RECORDS FOR THE EXERCISE →
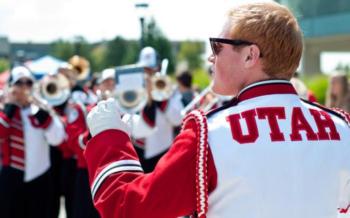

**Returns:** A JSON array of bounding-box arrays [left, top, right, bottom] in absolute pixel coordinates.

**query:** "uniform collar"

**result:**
[[237, 80, 298, 102]]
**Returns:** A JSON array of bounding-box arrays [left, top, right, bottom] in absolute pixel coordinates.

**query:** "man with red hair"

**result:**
[[85, 3, 350, 218]]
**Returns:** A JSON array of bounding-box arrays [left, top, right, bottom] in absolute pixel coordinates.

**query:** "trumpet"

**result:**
[[115, 88, 148, 114], [68, 55, 90, 81], [35, 74, 70, 107]]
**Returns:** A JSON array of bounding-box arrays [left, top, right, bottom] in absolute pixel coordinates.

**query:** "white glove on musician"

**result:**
[[86, 98, 131, 136]]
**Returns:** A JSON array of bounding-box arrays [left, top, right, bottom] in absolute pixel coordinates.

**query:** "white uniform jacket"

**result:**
[[85, 80, 350, 218]]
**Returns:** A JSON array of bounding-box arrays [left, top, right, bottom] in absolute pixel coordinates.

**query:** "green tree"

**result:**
[[90, 43, 108, 71], [0, 58, 10, 73], [145, 19, 176, 73], [50, 39, 75, 60], [105, 36, 138, 67], [177, 41, 204, 70]]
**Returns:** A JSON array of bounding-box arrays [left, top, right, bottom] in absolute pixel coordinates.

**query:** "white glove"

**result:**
[[86, 98, 130, 136]]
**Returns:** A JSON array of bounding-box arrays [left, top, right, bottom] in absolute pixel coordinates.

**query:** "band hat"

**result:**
[[10, 66, 35, 85], [99, 68, 115, 83], [138, 46, 157, 69]]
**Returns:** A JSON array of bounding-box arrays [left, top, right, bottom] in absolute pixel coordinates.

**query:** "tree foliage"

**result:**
[[145, 19, 176, 73], [177, 41, 205, 70]]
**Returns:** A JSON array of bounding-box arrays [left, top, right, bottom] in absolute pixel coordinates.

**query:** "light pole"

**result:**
[[135, 1, 149, 49]]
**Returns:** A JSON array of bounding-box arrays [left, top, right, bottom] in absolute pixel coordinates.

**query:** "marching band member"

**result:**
[[97, 68, 116, 100], [135, 47, 183, 172], [57, 66, 99, 218], [176, 71, 195, 107], [0, 66, 65, 218], [85, 2, 350, 218]]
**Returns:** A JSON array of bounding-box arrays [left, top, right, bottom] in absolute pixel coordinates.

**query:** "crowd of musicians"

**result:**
[[0, 47, 228, 218]]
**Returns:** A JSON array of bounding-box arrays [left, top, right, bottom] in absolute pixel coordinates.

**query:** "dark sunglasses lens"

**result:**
[[15, 80, 33, 87], [210, 41, 221, 55]]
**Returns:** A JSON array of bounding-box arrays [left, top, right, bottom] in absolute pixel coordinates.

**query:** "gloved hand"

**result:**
[[86, 98, 131, 136], [3, 103, 19, 120], [34, 108, 50, 125]]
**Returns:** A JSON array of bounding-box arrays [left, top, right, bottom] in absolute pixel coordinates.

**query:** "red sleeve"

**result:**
[[0, 111, 10, 165], [85, 122, 216, 218], [66, 104, 87, 168]]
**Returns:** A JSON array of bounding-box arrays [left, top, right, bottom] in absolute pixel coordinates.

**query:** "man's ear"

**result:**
[[245, 44, 260, 67]]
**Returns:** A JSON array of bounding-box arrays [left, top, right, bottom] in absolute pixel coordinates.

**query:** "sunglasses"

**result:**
[[209, 38, 262, 57], [15, 79, 33, 87]]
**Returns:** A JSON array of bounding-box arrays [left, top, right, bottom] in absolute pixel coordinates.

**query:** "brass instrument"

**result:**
[[33, 73, 70, 107], [116, 88, 148, 114], [68, 55, 90, 81], [151, 73, 174, 101], [181, 83, 233, 116]]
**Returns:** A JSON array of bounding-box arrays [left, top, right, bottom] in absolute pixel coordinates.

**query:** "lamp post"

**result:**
[[135, 1, 149, 49]]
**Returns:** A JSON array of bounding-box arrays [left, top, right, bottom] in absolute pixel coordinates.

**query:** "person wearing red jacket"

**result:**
[[0, 66, 65, 218], [85, 2, 350, 218]]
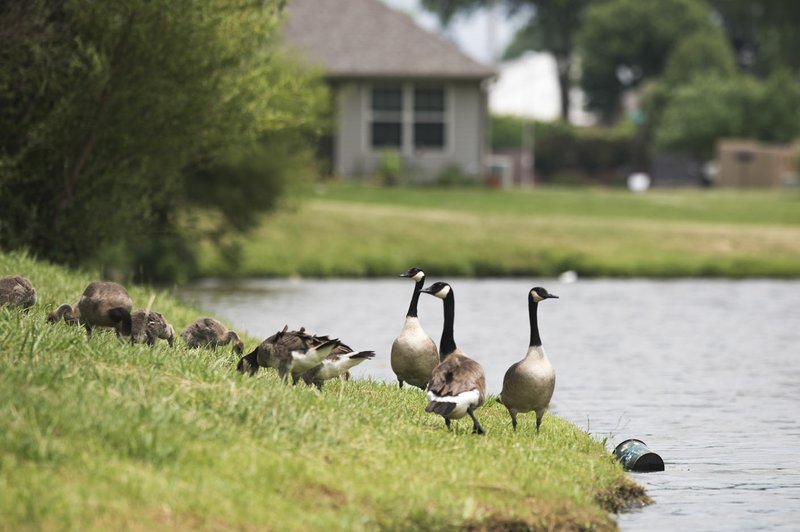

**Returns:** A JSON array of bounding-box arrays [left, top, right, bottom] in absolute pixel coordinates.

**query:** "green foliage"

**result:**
[[577, 0, 719, 121], [0, 0, 326, 282], [492, 115, 637, 184], [662, 31, 736, 86], [655, 72, 800, 159], [0, 250, 647, 530]]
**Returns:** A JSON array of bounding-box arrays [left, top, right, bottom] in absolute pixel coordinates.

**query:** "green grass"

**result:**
[[0, 253, 646, 530], [195, 183, 800, 278]]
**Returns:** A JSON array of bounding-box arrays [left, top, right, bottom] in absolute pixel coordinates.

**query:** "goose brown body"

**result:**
[[422, 282, 486, 434], [0, 275, 36, 308], [77, 281, 133, 336], [499, 287, 558, 432], [131, 310, 175, 347]]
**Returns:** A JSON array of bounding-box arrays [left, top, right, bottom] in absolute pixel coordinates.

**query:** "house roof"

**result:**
[[284, 0, 495, 79]]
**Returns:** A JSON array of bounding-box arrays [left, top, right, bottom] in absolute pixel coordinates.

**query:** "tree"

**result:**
[[422, 0, 589, 120], [577, 0, 720, 122], [0, 0, 325, 282]]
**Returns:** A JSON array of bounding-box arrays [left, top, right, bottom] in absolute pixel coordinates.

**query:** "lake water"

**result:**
[[179, 278, 800, 531]]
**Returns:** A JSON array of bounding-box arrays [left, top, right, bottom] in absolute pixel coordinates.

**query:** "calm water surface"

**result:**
[[180, 278, 800, 531]]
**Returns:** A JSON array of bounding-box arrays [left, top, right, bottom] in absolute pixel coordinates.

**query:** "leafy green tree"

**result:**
[[577, 0, 720, 121], [655, 75, 763, 160], [0, 0, 326, 280], [422, 0, 589, 120]]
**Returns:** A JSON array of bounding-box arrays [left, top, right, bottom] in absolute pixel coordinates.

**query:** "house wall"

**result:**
[[333, 80, 488, 183]]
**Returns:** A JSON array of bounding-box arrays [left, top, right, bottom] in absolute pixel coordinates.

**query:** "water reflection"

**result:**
[[181, 279, 800, 530]]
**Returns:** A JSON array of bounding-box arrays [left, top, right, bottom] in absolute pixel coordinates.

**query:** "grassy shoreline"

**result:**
[[194, 183, 800, 278], [0, 253, 647, 530]]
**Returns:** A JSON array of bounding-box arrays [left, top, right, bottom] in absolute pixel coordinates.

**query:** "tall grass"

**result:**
[[197, 183, 800, 277], [0, 254, 645, 530]]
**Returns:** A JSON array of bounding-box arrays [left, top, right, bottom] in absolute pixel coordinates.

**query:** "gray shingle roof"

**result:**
[[284, 0, 495, 79]]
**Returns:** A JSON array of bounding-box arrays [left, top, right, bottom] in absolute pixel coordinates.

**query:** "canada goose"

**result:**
[[78, 282, 133, 338], [236, 325, 340, 384], [422, 282, 486, 434], [131, 310, 175, 347], [500, 286, 558, 433], [302, 343, 375, 389], [47, 303, 81, 325], [391, 268, 439, 390], [0, 275, 36, 309], [181, 318, 244, 354]]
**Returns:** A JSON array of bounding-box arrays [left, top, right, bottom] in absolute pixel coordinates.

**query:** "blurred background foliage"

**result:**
[[0, 0, 328, 281]]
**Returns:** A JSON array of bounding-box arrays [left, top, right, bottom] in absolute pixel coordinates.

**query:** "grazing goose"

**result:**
[[500, 286, 558, 433], [131, 310, 175, 347], [391, 268, 439, 390], [0, 275, 36, 309], [47, 303, 81, 325], [78, 282, 133, 338], [422, 282, 486, 434], [236, 325, 340, 384], [302, 343, 375, 389], [181, 318, 244, 354]]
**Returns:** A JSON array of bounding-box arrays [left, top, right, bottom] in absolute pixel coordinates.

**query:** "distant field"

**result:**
[[197, 183, 800, 277]]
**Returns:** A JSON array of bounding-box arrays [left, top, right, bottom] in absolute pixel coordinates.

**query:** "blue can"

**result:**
[[614, 438, 664, 473]]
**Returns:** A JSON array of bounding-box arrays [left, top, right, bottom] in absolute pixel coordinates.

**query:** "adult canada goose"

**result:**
[[391, 268, 439, 390], [302, 343, 375, 389], [181, 318, 244, 354], [131, 310, 175, 347], [78, 281, 133, 338], [47, 303, 81, 325], [422, 282, 486, 434], [500, 286, 558, 433], [0, 275, 36, 309], [236, 325, 339, 384]]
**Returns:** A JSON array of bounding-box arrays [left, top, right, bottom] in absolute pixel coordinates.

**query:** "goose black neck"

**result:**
[[406, 276, 425, 318], [528, 297, 542, 346], [439, 290, 456, 360]]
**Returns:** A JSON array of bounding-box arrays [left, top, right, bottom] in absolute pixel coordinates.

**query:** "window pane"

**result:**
[[372, 122, 403, 148], [414, 123, 444, 148], [372, 87, 403, 111], [414, 89, 444, 112]]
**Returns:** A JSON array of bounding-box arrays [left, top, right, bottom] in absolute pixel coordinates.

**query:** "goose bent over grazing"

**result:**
[[47, 303, 81, 325], [181, 318, 244, 354], [499, 286, 558, 433], [131, 310, 175, 347], [78, 281, 133, 338], [422, 282, 486, 434], [391, 268, 439, 390], [236, 325, 340, 384], [0, 275, 36, 309]]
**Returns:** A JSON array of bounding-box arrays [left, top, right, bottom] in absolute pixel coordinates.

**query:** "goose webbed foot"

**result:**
[[467, 407, 486, 434]]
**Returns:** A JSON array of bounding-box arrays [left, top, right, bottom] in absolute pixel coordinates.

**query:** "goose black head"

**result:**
[[400, 266, 425, 282], [420, 281, 452, 299], [530, 286, 558, 303]]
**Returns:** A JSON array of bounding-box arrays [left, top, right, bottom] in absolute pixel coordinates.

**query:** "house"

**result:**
[[283, 0, 494, 182]]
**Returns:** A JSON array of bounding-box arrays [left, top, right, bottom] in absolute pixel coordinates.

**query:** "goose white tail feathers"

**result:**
[[291, 338, 339, 373]]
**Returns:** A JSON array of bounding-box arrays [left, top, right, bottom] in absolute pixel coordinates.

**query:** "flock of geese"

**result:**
[[0, 267, 558, 434]]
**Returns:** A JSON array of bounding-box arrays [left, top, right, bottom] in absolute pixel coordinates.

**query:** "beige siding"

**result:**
[[334, 81, 487, 183]]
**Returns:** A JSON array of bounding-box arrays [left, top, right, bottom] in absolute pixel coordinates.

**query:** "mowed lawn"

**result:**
[[201, 183, 800, 278], [0, 252, 647, 531]]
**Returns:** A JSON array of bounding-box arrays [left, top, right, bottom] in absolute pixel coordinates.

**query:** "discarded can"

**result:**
[[614, 438, 664, 472]]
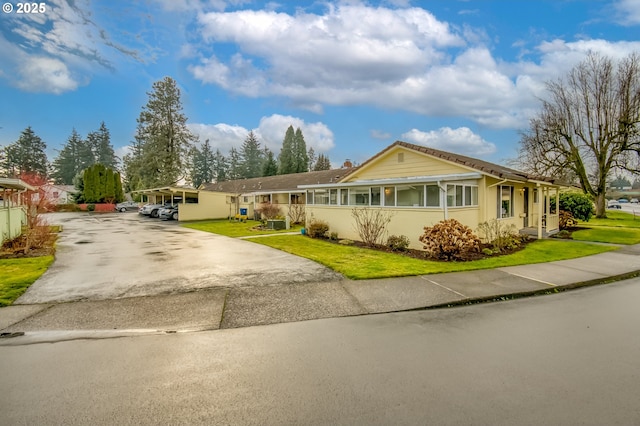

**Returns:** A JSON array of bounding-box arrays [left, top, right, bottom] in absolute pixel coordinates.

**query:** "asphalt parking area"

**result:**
[[15, 212, 342, 304]]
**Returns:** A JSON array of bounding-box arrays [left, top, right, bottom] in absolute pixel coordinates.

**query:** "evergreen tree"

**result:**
[[278, 126, 296, 175], [3, 126, 48, 177], [82, 168, 97, 203], [307, 147, 318, 171], [122, 139, 143, 192], [262, 148, 278, 176], [104, 169, 116, 203], [190, 139, 215, 188], [313, 154, 331, 172], [125, 77, 195, 189], [51, 129, 95, 185], [113, 172, 124, 203], [240, 131, 264, 178], [87, 121, 118, 170], [292, 127, 309, 173], [213, 149, 229, 182], [76, 164, 124, 203], [227, 147, 242, 180]]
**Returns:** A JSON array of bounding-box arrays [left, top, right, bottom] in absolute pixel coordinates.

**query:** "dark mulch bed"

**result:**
[[322, 238, 534, 262]]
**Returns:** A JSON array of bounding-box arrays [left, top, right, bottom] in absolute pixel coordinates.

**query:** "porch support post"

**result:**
[[536, 183, 544, 240]]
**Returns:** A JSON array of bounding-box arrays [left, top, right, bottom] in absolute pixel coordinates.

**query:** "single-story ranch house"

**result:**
[[135, 141, 562, 248]]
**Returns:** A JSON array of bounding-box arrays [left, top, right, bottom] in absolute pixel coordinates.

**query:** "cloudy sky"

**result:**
[[0, 0, 640, 167]]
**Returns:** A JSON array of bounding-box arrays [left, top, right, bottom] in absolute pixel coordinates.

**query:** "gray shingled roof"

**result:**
[[200, 167, 355, 194], [360, 141, 555, 183]]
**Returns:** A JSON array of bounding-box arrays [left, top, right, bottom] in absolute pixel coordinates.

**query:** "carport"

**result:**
[[0, 178, 36, 243]]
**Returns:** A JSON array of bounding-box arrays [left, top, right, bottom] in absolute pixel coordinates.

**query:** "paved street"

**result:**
[[0, 279, 640, 426], [16, 213, 341, 304]]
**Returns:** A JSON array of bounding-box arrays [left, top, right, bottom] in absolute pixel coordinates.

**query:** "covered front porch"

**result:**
[[520, 182, 560, 239]]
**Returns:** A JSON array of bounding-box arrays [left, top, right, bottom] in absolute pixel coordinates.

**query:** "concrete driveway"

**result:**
[[15, 212, 342, 304]]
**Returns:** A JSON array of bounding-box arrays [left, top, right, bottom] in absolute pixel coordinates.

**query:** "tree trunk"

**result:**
[[596, 192, 607, 219]]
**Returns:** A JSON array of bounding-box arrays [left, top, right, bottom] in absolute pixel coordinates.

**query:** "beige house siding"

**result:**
[[306, 205, 479, 249], [178, 191, 230, 221], [0, 206, 27, 244], [345, 147, 473, 182]]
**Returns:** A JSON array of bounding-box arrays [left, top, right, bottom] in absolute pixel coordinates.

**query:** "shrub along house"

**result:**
[[298, 141, 561, 248]]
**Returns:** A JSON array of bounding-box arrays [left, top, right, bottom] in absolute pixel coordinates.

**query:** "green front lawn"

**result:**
[[248, 235, 615, 279], [0, 256, 53, 307], [571, 226, 640, 245], [182, 219, 301, 238], [571, 210, 640, 245]]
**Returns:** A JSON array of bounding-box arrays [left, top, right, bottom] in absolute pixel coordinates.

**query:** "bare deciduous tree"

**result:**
[[517, 54, 640, 217]]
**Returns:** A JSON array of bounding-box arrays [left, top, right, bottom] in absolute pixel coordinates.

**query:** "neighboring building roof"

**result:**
[[0, 178, 36, 191], [348, 141, 556, 183], [200, 167, 356, 194], [42, 183, 77, 192]]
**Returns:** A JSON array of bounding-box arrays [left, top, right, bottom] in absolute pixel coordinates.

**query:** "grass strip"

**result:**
[[0, 256, 53, 307], [253, 235, 616, 280], [182, 219, 301, 238]]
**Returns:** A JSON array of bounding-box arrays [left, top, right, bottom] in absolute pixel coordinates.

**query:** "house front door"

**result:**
[[522, 187, 529, 228]]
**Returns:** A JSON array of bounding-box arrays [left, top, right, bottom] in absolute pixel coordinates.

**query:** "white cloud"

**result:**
[[188, 114, 334, 155], [613, 0, 640, 26], [255, 114, 334, 153], [402, 127, 496, 157], [190, 0, 640, 128], [17, 56, 78, 94]]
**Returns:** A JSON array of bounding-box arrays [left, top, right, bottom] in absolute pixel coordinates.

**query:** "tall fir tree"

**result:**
[[278, 126, 296, 175], [51, 129, 95, 185], [307, 147, 318, 171], [227, 147, 242, 180], [189, 139, 215, 188], [262, 148, 278, 176], [124, 77, 195, 189], [313, 154, 331, 172], [87, 121, 118, 170], [292, 127, 309, 173], [240, 131, 264, 178], [213, 149, 229, 182], [3, 126, 48, 178]]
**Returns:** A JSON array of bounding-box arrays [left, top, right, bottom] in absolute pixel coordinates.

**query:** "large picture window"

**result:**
[[498, 186, 513, 218], [396, 185, 424, 207]]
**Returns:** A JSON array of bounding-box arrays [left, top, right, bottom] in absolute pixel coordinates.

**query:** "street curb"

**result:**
[[412, 270, 640, 312]]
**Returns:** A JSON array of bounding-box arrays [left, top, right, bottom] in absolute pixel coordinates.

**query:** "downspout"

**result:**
[[536, 183, 544, 240], [437, 181, 449, 220]]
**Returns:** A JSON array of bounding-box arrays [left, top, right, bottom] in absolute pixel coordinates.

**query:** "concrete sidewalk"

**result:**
[[0, 245, 640, 345]]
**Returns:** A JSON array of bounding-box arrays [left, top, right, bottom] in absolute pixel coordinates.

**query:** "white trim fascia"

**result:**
[[298, 173, 482, 189]]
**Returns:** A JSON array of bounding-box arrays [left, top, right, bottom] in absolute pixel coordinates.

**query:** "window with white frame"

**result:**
[[371, 186, 381, 206], [313, 189, 329, 205], [329, 189, 338, 206], [447, 184, 478, 207], [396, 185, 424, 207], [498, 185, 513, 219], [349, 188, 370, 206]]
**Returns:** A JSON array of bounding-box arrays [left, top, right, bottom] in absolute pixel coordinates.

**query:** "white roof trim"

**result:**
[[0, 178, 36, 191], [298, 173, 482, 189]]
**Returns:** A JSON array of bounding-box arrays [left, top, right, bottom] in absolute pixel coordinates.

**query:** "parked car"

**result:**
[[138, 203, 171, 217], [158, 204, 178, 220], [116, 201, 140, 213], [607, 200, 622, 210]]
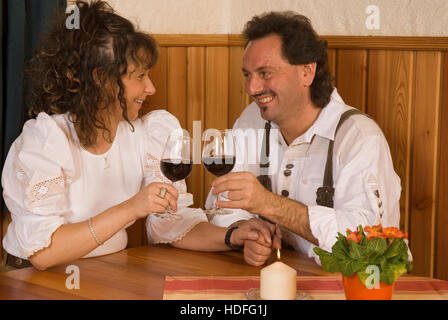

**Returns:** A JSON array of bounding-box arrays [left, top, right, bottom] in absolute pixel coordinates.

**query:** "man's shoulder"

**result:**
[[233, 102, 266, 129]]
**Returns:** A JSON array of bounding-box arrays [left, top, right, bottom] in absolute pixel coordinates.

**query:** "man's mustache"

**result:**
[[251, 90, 275, 99]]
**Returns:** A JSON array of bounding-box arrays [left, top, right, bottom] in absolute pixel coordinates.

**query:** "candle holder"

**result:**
[[246, 288, 310, 300], [246, 249, 309, 300]]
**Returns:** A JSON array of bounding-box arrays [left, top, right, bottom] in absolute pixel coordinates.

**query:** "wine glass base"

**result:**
[[154, 212, 182, 221], [204, 208, 233, 215]]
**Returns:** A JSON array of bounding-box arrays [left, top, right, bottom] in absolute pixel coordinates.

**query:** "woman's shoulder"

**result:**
[[21, 112, 71, 143], [142, 109, 180, 126], [141, 110, 182, 136], [8, 112, 74, 175]]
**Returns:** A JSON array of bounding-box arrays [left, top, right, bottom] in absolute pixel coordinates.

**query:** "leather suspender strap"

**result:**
[[257, 121, 272, 191], [316, 109, 370, 208]]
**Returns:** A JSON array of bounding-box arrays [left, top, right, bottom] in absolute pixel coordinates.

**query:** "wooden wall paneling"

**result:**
[[336, 49, 367, 112], [186, 47, 207, 208], [228, 47, 250, 128], [167, 47, 187, 128], [435, 52, 448, 280], [327, 49, 337, 86], [409, 51, 442, 277], [366, 50, 414, 232], [142, 47, 168, 114], [204, 47, 229, 198]]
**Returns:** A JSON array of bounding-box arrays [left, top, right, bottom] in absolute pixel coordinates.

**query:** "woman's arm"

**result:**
[[28, 182, 177, 270]]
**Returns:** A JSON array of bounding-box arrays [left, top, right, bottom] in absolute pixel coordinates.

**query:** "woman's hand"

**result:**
[[126, 182, 178, 219], [212, 172, 272, 215]]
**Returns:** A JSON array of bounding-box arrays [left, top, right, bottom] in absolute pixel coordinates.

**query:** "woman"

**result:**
[[2, 1, 274, 270]]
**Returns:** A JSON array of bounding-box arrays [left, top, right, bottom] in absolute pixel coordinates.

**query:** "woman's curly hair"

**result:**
[[26, 1, 159, 146], [243, 11, 333, 108]]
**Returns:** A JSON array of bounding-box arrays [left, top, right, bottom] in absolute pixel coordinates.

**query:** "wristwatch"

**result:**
[[224, 226, 244, 250]]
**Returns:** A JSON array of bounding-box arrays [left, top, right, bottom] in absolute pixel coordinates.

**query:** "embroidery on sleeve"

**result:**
[[26, 176, 64, 206]]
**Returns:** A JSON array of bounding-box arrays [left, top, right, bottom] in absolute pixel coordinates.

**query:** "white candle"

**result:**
[[260, 261, 297, 300]]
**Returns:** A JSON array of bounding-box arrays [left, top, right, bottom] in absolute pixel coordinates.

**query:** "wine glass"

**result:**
[[156, 133, 193, 220], [202, 129, 236, 214]]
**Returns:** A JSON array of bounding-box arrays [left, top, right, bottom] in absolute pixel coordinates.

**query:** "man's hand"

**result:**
[[212, 172, 272, 214], [230, 218, 281, 267]]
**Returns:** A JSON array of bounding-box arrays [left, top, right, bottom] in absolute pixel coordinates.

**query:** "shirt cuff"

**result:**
[[308, 206, 338, 255]]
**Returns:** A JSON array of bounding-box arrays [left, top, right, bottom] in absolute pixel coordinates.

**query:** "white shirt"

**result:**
[[206, 89, 401, 260], [2, 110, 207, 258]]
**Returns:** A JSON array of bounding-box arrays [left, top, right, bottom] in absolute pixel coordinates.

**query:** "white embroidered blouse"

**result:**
[[2, 110, 207, 258]]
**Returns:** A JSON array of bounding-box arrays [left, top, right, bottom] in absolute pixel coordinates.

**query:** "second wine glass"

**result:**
[[202, 129, 236, 214], [156, 134, 193, 220]]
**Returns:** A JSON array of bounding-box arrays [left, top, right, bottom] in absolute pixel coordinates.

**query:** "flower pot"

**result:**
[[342, 273, 394, 300]]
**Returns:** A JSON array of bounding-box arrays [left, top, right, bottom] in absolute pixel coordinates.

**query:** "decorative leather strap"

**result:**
[[257, 121, 272, 192], [224, 226, 243, 250], [316, 109, 370, 208]]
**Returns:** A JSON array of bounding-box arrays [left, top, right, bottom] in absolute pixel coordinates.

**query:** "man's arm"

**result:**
[[212, 172, 319, 245]]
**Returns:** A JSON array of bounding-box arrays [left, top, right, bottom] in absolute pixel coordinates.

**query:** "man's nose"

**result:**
[[246, 76, 263, 96]]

EXERCISE AIM →
From the rows above, copy each line that contains the string "canada", matching case exactly.

WORKED SOLUTION →
**query:** "canada goose"
**query:** "adult canada goose"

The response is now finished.